(Trabalho a fazer)
A) Copie do trecho sobre a Tertúlia a parte que começa nas palavras que contêm “Como forma de” e termina em “ano 1.100 a.C.”.
B) Dê continuidade ao trecho sobre a Tertúlia, a partir da última frase apresentada.

(Trecho da página)
-*-

A Tertúlia foi mediada pelo presidente da Academia e da Associação Paulista de Medicina, José Luiz Gomes do Amaral: “Esta deve inaugurar uma série de reuniões do tipo. Provavelmente quando voltarem as atividades presenciais, ainda teremos a oportunidade de realizar outras complementares a distância, permitindo que alguns colegas que estão longe possam participar também. Em um momento como este, temos que acrescentar a solidariedade, porque sem ela não conseguiremos dar um próximo passo e encontrar uma solução definitiva”.

De acordo com Jairo Tabacow Hidal, para entender quais serão os reflexos deixados pela pandemia no futuro – pensando tanto em curto quanto em longo prazo – primeiramente é necessário conhecer o passado e saber de que forma ele contribuiu para definir a vida na sociedade atual. “Há uma série de eventos trágicos ocorrendo no Planeta. Além da pandemia, temos pragas de gafanhotos em algumas regiões da África, prejudicando a agricultura e o ecossistema e vulcões entrando em erupção. Então, pensando em um cenário em que não deixamos registros, como podemos explicar para as próximas civilizações todos esses acontecimentos caso tudo desapareça?” questiona.

História

Como forma de responder à indagação e explicar a importância de recursos históricos, o médico contou sobre a Civilização Minoica, caracterizada por ter sido uma das mais importantes e uma das primeiras do continente europeu, alcançando seu apogeu entre 1.900 e 1.500 a.C, tendo um declínio abrupto após este período e desaparecendo completamente por volta do ano 1.100 a.C.

“O fim do apogeu Minoico ocorreu por conta de uma das maiores erupções vulcânicas já registradas. Estima-se que seu impacto matou mais de 40 mil pessoas, acalentou uma considerável queda na temperatura em todo o Planeta e espalhou uma nuvem de fumaça por boa parte da Europa e da Ásia”, descreve.

-*-

(Extratos dos dados)
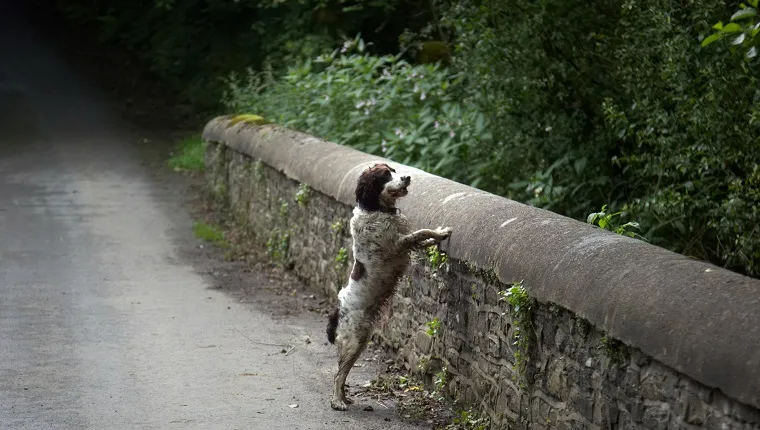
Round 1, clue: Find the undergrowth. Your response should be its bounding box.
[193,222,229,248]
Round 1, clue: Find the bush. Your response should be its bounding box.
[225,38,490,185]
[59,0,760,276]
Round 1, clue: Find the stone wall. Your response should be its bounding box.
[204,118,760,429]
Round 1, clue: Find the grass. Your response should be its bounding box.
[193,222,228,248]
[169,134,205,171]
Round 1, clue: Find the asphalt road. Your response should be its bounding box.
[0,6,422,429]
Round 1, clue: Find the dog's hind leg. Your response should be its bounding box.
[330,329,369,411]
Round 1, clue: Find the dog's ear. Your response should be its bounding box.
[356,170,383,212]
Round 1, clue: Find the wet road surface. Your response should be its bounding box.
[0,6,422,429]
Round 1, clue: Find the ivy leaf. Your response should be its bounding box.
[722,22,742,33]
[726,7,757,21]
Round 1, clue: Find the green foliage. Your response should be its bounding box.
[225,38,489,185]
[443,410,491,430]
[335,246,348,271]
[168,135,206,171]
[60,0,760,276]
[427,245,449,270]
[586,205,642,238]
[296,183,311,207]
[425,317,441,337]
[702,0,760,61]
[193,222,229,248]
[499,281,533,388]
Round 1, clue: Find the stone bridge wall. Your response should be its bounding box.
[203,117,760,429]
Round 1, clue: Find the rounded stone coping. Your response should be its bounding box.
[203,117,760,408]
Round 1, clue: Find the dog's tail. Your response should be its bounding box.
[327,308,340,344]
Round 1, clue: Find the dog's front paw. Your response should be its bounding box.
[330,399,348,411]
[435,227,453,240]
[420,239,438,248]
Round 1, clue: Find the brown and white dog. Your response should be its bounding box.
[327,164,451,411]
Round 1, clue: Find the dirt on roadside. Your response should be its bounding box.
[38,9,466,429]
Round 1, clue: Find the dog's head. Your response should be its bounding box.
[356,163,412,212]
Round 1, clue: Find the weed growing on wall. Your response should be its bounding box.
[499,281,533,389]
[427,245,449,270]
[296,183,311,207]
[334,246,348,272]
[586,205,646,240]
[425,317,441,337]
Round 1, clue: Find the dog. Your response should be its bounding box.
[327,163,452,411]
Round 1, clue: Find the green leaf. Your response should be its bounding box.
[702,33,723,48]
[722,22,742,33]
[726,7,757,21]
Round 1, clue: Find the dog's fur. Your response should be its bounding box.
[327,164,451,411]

-*-

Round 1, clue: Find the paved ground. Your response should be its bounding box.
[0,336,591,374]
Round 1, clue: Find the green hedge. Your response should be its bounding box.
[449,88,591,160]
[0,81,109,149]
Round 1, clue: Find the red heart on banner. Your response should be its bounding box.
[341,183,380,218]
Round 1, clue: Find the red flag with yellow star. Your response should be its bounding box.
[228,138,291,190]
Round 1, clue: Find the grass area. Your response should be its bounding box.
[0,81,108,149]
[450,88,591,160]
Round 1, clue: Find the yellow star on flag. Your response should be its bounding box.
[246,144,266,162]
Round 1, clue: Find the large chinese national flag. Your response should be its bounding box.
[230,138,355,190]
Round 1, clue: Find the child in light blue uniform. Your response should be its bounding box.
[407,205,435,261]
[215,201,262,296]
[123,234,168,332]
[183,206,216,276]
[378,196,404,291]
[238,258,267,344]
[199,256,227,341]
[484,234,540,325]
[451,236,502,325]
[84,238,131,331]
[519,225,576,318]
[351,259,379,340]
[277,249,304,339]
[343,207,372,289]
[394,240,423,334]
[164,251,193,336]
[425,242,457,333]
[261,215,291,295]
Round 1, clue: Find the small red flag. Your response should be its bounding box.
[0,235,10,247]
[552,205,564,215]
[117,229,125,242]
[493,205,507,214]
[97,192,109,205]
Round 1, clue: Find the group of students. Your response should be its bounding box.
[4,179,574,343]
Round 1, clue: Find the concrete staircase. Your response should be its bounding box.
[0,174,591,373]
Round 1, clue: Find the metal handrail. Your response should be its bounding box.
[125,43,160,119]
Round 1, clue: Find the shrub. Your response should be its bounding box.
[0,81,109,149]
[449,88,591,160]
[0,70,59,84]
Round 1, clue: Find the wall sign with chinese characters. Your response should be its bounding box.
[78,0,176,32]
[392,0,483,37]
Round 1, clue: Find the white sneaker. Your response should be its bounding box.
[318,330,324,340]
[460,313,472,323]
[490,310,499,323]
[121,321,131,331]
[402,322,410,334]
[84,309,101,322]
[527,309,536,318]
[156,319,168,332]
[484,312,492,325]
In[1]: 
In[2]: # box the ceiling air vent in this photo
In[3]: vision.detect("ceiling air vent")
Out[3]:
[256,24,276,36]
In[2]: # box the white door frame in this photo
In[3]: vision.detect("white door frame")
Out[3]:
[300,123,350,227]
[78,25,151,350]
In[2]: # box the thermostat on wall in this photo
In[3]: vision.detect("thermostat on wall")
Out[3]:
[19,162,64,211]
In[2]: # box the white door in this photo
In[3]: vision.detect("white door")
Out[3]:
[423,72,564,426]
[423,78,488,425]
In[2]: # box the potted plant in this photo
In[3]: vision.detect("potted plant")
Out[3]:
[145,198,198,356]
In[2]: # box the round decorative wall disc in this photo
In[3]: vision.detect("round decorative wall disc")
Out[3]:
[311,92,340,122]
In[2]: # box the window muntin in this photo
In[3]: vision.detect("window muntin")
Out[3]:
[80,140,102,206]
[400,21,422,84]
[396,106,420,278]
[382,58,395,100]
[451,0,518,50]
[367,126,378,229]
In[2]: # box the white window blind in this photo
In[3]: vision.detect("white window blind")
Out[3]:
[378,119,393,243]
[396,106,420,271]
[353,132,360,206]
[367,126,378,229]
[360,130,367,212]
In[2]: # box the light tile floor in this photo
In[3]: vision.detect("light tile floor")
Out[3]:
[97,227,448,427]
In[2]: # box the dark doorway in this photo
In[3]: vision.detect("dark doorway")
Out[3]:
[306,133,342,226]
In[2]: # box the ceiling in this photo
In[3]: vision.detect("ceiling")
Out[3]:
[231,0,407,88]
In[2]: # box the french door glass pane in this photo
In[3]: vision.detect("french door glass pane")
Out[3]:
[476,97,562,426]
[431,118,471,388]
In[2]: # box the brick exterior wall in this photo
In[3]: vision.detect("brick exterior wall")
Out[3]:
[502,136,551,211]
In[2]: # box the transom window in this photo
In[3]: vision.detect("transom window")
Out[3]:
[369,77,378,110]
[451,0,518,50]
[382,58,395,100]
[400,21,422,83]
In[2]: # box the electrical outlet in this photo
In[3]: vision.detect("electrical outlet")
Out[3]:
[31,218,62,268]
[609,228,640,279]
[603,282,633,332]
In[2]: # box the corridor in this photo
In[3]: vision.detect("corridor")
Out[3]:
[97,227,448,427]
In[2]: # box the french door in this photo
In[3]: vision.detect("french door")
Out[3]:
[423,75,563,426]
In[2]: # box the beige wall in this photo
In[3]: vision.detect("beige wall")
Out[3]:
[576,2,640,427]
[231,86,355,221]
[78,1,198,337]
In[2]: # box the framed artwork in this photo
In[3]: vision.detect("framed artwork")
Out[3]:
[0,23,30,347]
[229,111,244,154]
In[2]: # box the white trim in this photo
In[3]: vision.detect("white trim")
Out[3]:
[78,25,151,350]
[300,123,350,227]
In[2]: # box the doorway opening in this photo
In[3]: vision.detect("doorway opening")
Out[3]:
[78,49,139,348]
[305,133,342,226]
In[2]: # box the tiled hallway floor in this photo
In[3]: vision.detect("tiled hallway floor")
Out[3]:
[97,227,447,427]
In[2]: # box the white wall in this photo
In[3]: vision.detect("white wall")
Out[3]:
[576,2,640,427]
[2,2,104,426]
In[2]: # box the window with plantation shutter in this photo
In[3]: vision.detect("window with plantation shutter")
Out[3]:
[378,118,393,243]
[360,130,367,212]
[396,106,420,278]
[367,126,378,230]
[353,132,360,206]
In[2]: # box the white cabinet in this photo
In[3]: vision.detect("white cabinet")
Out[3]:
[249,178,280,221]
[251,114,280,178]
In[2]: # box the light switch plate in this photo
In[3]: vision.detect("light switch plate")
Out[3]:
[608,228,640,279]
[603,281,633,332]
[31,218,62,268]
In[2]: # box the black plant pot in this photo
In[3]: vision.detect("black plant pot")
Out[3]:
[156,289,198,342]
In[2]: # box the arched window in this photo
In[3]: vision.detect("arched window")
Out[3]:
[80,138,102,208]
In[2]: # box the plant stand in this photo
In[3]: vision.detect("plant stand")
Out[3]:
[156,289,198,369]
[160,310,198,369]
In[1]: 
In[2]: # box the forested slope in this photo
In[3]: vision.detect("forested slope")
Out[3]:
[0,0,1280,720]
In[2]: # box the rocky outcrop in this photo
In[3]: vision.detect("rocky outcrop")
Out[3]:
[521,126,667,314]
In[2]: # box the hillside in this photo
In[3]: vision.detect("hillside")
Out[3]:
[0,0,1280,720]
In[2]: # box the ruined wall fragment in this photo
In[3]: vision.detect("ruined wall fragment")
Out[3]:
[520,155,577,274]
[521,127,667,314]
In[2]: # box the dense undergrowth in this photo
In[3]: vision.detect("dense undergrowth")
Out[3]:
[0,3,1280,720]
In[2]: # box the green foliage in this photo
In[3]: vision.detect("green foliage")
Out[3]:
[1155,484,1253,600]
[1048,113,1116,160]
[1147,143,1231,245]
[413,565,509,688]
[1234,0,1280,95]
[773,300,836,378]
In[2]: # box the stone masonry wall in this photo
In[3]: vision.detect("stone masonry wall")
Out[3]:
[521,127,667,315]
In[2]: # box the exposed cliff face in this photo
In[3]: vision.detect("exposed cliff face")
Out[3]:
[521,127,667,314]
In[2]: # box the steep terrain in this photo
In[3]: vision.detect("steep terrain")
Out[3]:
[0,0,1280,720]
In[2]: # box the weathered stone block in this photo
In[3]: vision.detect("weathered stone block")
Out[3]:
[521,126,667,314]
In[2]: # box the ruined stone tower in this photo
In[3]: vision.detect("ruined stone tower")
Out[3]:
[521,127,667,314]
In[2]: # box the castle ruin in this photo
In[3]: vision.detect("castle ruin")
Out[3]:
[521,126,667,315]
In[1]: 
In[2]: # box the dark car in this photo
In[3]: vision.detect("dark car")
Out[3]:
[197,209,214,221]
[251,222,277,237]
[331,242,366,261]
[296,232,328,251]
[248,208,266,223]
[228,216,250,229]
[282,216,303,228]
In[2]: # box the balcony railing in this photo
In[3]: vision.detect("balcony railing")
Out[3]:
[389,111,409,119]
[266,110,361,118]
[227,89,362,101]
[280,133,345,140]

-*-

(Lista de respostas)
A)
Como forma de responder à indagação e explicar a importância de recursos históricos, o médico contou sobre a Civilização Minoica, caracterizada por ter sido uma das mais importantes e uma das primeiras do continente europeu, alcançando seu apogeu entre 1.900 e 1.500 a.C, tendo um declínio abrupto após este período e desaparecendo completamente por volta do ano 1.100 a.C.

B)
Por conta do impacto da erupção, foram inúmeros os efeitos deixados no meio ambiente. Exemplo disso foi a liberação de resíduos, como sulfato ferroso, no fundo dos rios e lagos, deixando as águas desprovidas de oxigênio e ocasionando a morte dos peixes que viviam na região e a migração de sapos e rãs, uma vez que o lugar agora era inóspito para a sua habitação. Perto dali, existia a Ilha de Thera, uma civilização importante, com um rei autoritário e empreendedor que viu sua população ser dizimada por conta da proliferação de insetos e larvas que não eram mais consumidos pelos animais que migraram daquela localização.

O palestrante da Tertúlia continuou detalhando como efeitos da natureza são fundamentais para a percepção de acontecimentos históricos. “Há uma coisa chamada cinturões de fogo, que são conexões entre uma série de vulcões e, por causa disso, existe um acúmulo de gases tóxicos que podem causar tremores. Pensando que estamos falando da região do Egito antigo, em uma época em que esses fenômenos naturais causavam morte e intoxicação de muitas pessoas, pode-se dizer que o povo escravizado se aproveitou disso para fugir e é a partir daí que acontece a travessia do Mar Vermelho, devido aos atos da natureza”, conta.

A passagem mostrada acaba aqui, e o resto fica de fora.